**Material supplied**

• • • • • • •

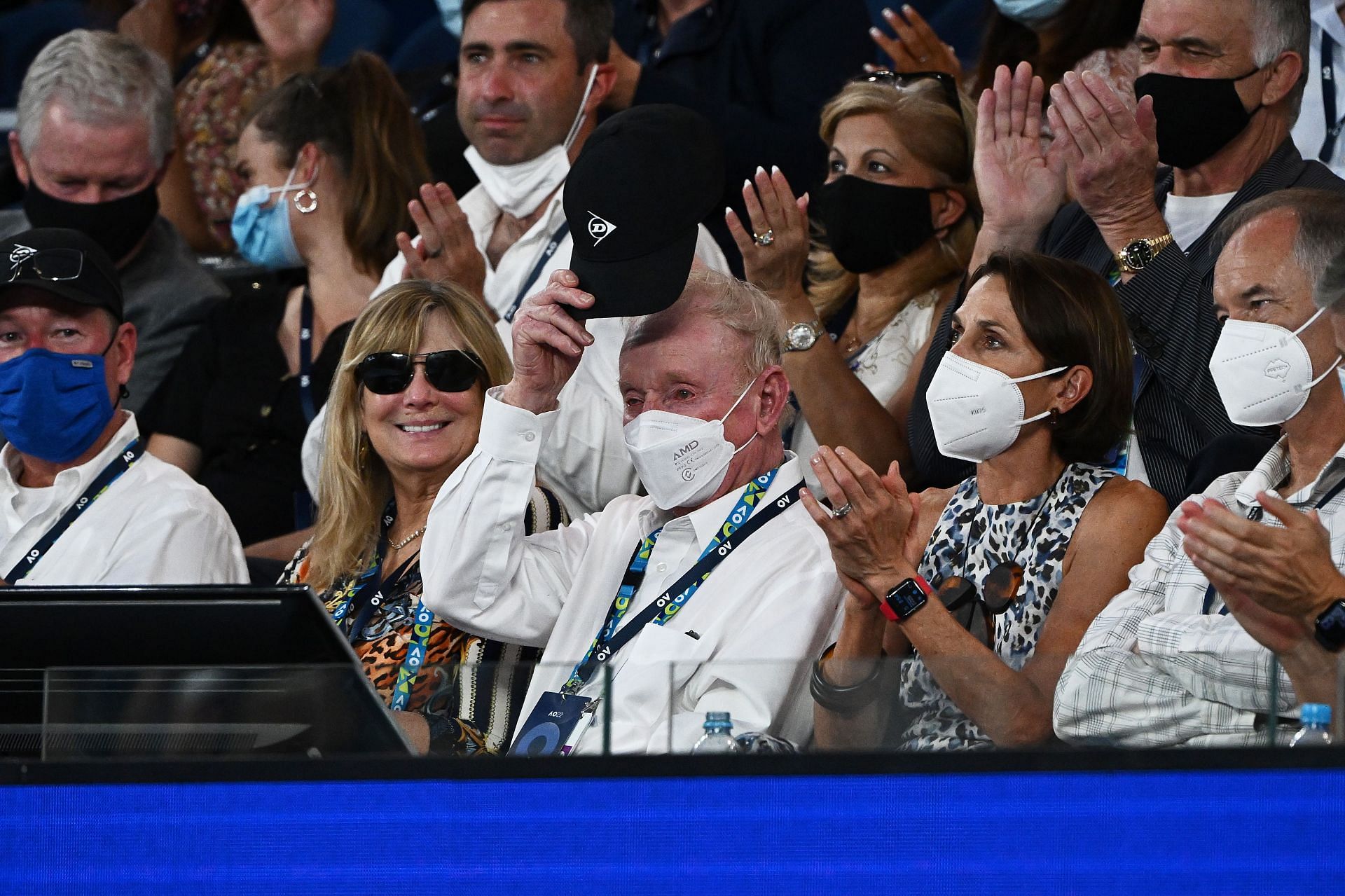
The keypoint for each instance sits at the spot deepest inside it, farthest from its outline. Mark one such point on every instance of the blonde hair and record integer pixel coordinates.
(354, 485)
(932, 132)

• • • • • • •

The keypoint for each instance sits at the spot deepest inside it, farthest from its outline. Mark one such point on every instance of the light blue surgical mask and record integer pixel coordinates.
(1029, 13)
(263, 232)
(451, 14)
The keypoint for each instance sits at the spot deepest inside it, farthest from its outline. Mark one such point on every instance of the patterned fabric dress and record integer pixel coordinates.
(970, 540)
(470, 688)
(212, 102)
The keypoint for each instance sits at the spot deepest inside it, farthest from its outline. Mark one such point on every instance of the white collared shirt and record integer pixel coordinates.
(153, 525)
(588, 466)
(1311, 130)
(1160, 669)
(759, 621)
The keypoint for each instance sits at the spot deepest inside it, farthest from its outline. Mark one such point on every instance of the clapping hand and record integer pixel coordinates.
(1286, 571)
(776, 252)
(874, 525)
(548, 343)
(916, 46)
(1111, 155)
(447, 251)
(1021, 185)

• • • • • • •

**Aim of the task**
Reproduce the lines between the line containing "shirt and record integer pixel coordinates." and the line containing "(1021, 185)", inclusive, without changing a character.

**Task answer**
The keypoint for each instance sits at the spot deepest inside it, farthest from its outline. Mark one such point on every instance of the white collared shirt and record integer pixel coordinates.
(153, 525)
(588, 466)
(1311, 130)
(1160, 669)
(759, 621)
The keypoint for each instance sits at the spot deepest inside it, farthest from its outline. Mark one such point on every instance of the clapping hand and record integer pixel coordinates.
(1286, 571)
(776, 252)
(874, 525)
(548, 343)
(916, 46)
(1111, 155)
(447, 251)
(1021, 185)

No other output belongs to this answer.